- **Material shown**
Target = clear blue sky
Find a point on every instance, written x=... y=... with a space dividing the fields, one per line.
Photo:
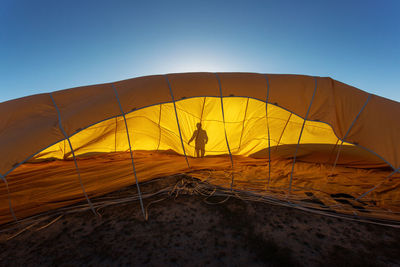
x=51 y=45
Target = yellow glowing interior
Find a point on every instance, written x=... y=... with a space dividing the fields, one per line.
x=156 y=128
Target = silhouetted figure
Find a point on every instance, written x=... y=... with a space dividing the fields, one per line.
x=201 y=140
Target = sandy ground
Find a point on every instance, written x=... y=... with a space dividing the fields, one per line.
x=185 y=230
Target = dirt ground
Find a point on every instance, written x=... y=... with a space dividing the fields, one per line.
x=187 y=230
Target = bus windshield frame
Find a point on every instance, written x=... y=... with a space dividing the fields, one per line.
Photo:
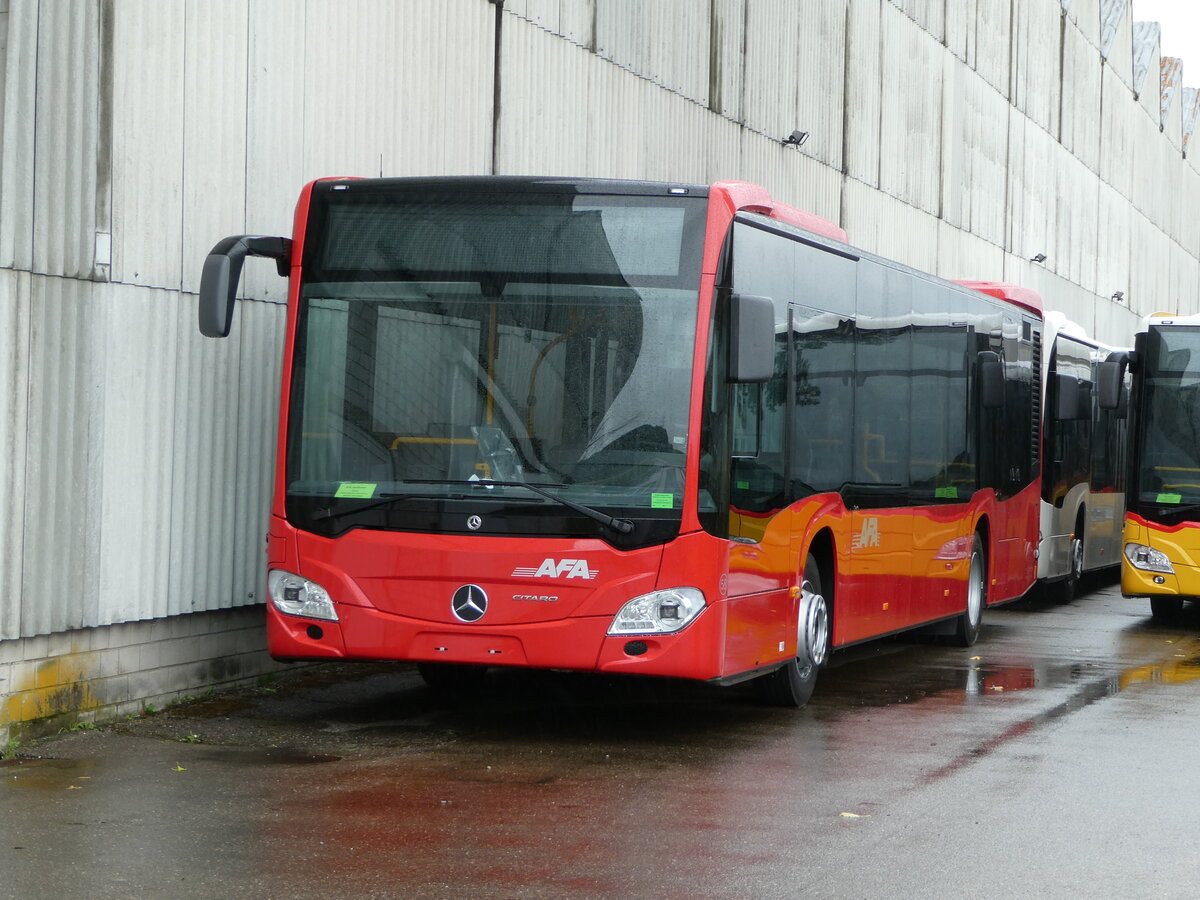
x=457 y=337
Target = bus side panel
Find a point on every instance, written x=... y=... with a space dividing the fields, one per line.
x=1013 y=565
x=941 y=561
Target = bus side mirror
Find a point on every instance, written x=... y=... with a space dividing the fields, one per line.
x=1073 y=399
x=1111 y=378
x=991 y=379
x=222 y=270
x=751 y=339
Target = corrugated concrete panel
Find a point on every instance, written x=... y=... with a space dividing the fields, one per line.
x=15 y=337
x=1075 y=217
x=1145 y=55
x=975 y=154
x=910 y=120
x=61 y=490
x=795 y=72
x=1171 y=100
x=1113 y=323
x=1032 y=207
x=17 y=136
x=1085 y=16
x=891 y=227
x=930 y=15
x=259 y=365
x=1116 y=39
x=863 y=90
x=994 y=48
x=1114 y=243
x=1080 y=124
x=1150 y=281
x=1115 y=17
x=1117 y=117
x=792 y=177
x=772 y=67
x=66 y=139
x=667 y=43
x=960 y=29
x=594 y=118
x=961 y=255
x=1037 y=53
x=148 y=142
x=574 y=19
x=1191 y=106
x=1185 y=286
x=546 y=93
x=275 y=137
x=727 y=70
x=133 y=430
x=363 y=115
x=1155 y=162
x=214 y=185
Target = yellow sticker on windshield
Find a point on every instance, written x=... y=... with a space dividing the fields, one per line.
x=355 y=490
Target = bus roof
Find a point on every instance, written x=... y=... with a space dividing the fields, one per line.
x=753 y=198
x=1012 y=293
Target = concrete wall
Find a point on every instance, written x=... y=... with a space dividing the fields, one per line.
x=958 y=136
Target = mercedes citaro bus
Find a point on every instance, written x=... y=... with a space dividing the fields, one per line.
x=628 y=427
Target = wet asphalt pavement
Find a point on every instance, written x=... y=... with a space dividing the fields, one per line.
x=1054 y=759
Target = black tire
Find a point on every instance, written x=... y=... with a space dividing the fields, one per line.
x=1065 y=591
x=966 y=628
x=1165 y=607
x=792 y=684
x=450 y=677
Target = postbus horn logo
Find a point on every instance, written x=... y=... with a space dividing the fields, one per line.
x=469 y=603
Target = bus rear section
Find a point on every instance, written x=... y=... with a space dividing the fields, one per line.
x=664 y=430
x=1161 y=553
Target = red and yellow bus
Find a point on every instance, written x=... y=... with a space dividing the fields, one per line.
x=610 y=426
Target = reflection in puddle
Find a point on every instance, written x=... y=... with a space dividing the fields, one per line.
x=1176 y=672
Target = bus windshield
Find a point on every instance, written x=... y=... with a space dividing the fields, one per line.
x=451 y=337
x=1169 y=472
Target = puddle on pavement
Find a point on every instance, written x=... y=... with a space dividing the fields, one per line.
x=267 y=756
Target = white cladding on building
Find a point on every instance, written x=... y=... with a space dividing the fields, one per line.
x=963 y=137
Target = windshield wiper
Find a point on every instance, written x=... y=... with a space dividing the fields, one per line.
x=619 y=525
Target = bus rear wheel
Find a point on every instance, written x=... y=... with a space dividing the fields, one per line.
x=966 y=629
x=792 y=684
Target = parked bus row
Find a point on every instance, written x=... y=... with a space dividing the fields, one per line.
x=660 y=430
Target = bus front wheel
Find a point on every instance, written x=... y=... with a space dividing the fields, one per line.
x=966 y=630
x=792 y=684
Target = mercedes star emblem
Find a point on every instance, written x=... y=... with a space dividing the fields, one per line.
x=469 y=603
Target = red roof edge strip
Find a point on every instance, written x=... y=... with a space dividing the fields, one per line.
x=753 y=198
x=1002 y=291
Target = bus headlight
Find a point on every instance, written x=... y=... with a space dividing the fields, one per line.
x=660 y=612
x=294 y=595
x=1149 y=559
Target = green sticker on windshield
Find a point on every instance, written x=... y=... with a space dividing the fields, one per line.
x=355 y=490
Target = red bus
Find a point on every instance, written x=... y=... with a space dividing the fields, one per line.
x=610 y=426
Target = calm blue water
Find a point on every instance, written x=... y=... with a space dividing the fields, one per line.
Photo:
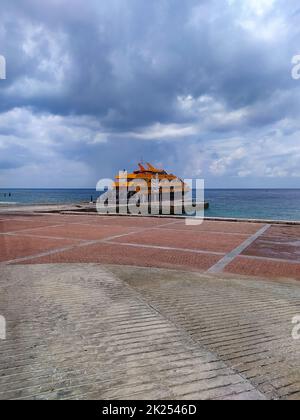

- **Task to complete**
Reproduce all the records above, substituting "Locate" for every "Find" and leaving everything else unchanged. Omit the pictures from your output.

- **Correct result**
Target = clear blue sky
Locate a point on every instance, written x=... y=... with a space dividing the fields, one per line.
Photo:
x=51 y=45
Target = yellow glowing interior
Locate a point on every instance, written x=... y=... with a space dividing the fields, one per line.
x=156 y=128
Target = silhouetted figure
Locate a point on every instance, written x=... y=... with a space dividing the fields, one per line.
x=201 y=140
Target = sandy ground
Locate a point on every instance, written x=... y=... with a space dividing the fields, one per line.
x=185 y=230
Target = dirt ground
Locate a point on every instance, written x=... y=... with a space dividing the fields, one per line.
x=187 y=230
Target = bus windshield frame
Locate a point on every instance, written x=... y=... with a space dividing the fields, one per line.
Photo:
x=457 y=337
Target = bus side panel
Locate a point on every instance, written x=... y=... with a space dividing the fields, one per line.
x=1013 y=565
x=941 y=561
Target = bus side mirror
Locate a point on every instance, written x=... y=... with a space dividing the fields, one per line.
x=1073 y=399
x=1111 y=378
x=991 y=379
x=222 y=270
x=751 y=339
Target = corrugated concrete panel
Locate a point on every instance, written x=... y=... with a space dividing the fields, one per line.
x=15 y=337
x=1075 y=217
x=1145 y=55
x=975 y=154
x=910 y=120
x=61 y=490
x=795 y=72
x=1171 y=100
x=1113 y=323
x=1032 y=207
x=17 y=136
x=1085 y=16
x=891 y=227
x=930 y=15
x=259 y=365
x=1116 y=39
x=863 y=90
x=994 y=48
x=1114 y=243
x=1080 y=124
x=1150 y=281
x=1115 y=17
x=1117 y=117
x=792 y=177
x=772 y=67
x=66 y=139
x=667 y=43
x=960 y=29
x=594 y=118
x=961 y=255
x=1037 y=53
x=148 y=142
x=574 y=19
x=1191 y=106
x=1185 y=286
x=546 y=93
x=275 y=137
x=727 y=70
x=133 y=430
x=363 y=115
x=1155 y=162
x=214 y=185
Target = yellow sticker on windshield
Locate a point on every instance, written x=... y=... with a space dividing the fields, one per line.
x=355 y=490
Target = bus roof
Locate a point on every instance, written x=... y=... with a space dividing the fields, one per line.
x=753 y=198
x=1012 y=293
Target = concrete wall
Locate a point on every instance, written x=... y=... with a space dividing the fields, one per line.
x=958 y=136
Target = mercedes citaro bus
Locate a point on every instance, written x=... y=... with a space dividing the fields, one per line.
x=628 y=427
Target = wet asphalt pavement
Locate a point on every instance, written x=... y=... with a space dividing the fields, one per line.
x=1054 y=759
Target = black tire
Locate a point on every instance, written x=... y=... with a space dividing the fields, one per line.
x=1065 y=591
x=966 y=628
x=1165 y=607
x=792 y=684
x=450 y=677
Target = postbus horn logo
Locate a point on every instance, written x=... y=... with a space dividing the fields, one per line.
x=469 y=603
Target = bus rear section
Locate a point on every instance, written x=... y=... with a space dividing the fields, one per line.
x=664 y=430
x=1161 y=553
Target = red and yellow bus
Locate a point on every instance, written x=... y=... with a space dividing the fields, one per line.
x=610 y=426
Target = reflection in puddle
Locate a point on every instance, written x=... y=... with a space dividing the fields, one per line.
x=1176 y=672
Target = bus windshield
Locate a point on every instance, written x=... y=... with a space dividing the fields, one per line.
x=451 y=337
x=1169 y=472
Target = puddle on pavement
Locate a point on every instance, written x=... y=... with a space dividing the fields, one per line.
x=267 y=756
Target = white cladding on building
Locate a point on every instance, written x=... y=... with a space dividing the fields, one per line.
x=963 y=137
Target = windshield wiper
Locate a point on every instance, written x=... y=... with a space dividing the fields, one per line.
x=619 y=525
Target = bus rear wheel
Locate a point on every instance, written x=... y=... with a space dividing the fields, one per line.
x=966 y=629
x=792 y=684
Target = parked bus row
Locate a point on every instance, written x=... y=... with a space dividing the fields, one per line.
x=660 y=430
Target = bus front wheel
Locate a point on every instance, written x=... y=... with a space dividing the fields, one per line.
x=966 y=630
x=792 y=684
Target = mercedes star emblem
Locate a point on every instance, written x=... y=... with a space dividing the fields, one per line.
x=469 y=603
Target = red roof edge strip
Locate a point on every instance, written x=... y=... with a space dividing the fields, one per line.
x=753 y=198
x=1002 y=291
Target = bus headlight
Locate a point on every instance, written x=... y=... with a space dividing the fields, one per line.
x=660 y=612
x=294 y=595
x=1149 y=559
Target = green sticker on windshield
Locate a point on every instance, written x=... y=... with a space dividing the fields, one per line.
x=355 y=490
Target = red bus
Locate a point on every instance, written x=... y=... with a space dividing the fields, one per line.
x=610 y=426
Target = calm blue water
Locate a point on every instance, written x=... y=... with a space dividing the fields, one per line.
Photo:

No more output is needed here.